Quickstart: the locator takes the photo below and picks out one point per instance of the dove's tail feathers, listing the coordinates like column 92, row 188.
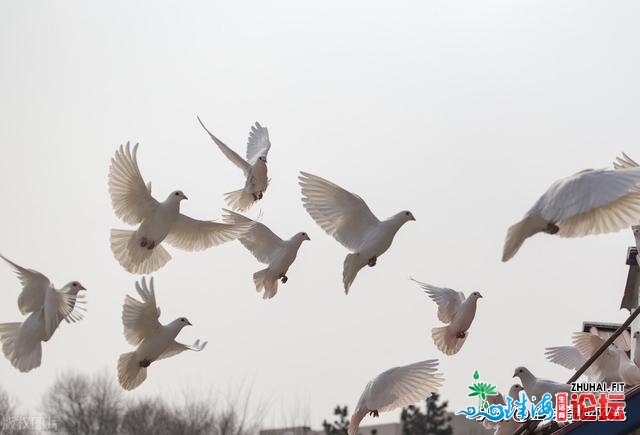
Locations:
column 130, row 374
column 135, row 258
column 356, row 418
column 448, row 342
column 352, row 266
column 264, row 279
column 239, row 200
column 24, row 352
column 518, row 233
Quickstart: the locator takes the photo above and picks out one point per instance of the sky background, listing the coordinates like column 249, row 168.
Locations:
column 463, row 112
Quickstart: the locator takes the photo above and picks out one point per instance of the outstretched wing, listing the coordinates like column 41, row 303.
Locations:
column 342, row 214
column 593, row 202
column 175, row 348
column 258, row 144
column 195, row 235
column 402, row 386
column 228, row 152
column 34, row 287
column 587, row 344
column 130, row 197
column 58, row 305
column 140, row 319
column 566, row 356
column 448, row 300
column 259, row 240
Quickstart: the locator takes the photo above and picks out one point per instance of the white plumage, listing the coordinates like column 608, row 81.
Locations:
column 346, row 217
column 593, row 201
column 613, row 365
column 254, row 167
column 507, row 427
column 537, row 387
column 141, row 251
column 154, row 341
column 571, row 358
column 47, row 307
column 455, row 310
column 397, row 387
column 269, row 249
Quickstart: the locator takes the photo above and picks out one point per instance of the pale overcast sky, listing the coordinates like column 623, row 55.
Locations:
column 463, row 112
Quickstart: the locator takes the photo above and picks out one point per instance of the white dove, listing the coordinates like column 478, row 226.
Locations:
column 22, row 342
column 507, row 427
column 346, row 217
column 593, row 201
column 140, row 251
column 570, row 357
column 396, row 387
column 607, row 367
column 614, row 363
column 154, row 340
column 454, row 309
column 269, row 249
column 254, row 168
column 536, row 387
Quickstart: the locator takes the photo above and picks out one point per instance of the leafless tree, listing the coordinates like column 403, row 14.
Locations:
column 83, row 405
column 96, row 405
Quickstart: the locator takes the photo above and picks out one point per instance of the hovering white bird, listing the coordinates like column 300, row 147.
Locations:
column 46, row 306
column 507, row 427
column 607, row 367
column 396, row 387
column 154, row 340
column 268, row 249
column 454, row 309
column 593, row 201
column 571, row 358
column 346, row 217
column 141, row 251
column 536, row 387
column 254, row 168
column 614, row 364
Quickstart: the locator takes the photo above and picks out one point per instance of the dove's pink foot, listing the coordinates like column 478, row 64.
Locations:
column 551, row 228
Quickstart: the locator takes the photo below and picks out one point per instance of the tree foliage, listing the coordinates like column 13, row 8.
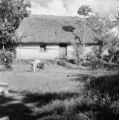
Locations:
column 11, row 14
column 84, row 10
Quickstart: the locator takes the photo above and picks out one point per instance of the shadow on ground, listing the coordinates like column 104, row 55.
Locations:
column 21, row 107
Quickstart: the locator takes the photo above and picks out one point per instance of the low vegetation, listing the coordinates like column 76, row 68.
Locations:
column 64, row 94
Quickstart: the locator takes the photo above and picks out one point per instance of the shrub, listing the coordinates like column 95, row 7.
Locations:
column 6, row 59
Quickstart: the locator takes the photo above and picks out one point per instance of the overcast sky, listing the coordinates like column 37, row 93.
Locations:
column 70, row 7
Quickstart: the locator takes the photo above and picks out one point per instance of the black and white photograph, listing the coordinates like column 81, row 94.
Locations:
column 59, row 59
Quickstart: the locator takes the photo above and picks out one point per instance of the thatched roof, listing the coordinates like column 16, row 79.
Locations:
column 49, row 29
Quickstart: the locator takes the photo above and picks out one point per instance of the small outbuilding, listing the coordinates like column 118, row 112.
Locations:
column 43, row 37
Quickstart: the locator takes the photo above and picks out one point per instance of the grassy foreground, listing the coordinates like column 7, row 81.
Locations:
column 60, row 94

The task —
Put the items, from their opening line through the line containing "column 239, row 200", into a Markdown table with the columns Number and Line, giving each row a number and skipping blank lines. Leave the pictures out of the table.

Answer for this exercise —
| Number | Line |
|---|---|
| 1 | Quickstart: the locator takes the photo below and picks out one point per instance of the dove's tail feathers, listing the coordinates like column 92, row 188. |
| 2 | Locations: |
| 3 | column 130, row 374 |
| 4 | column 135, row 258 |
| 5 | column 356, row 418 |
| 6 | column 448, row 342 |
| 7 | column 352, row 266 |
| 8 | column 264, row 279 |
| 9 | column 239, row 200 |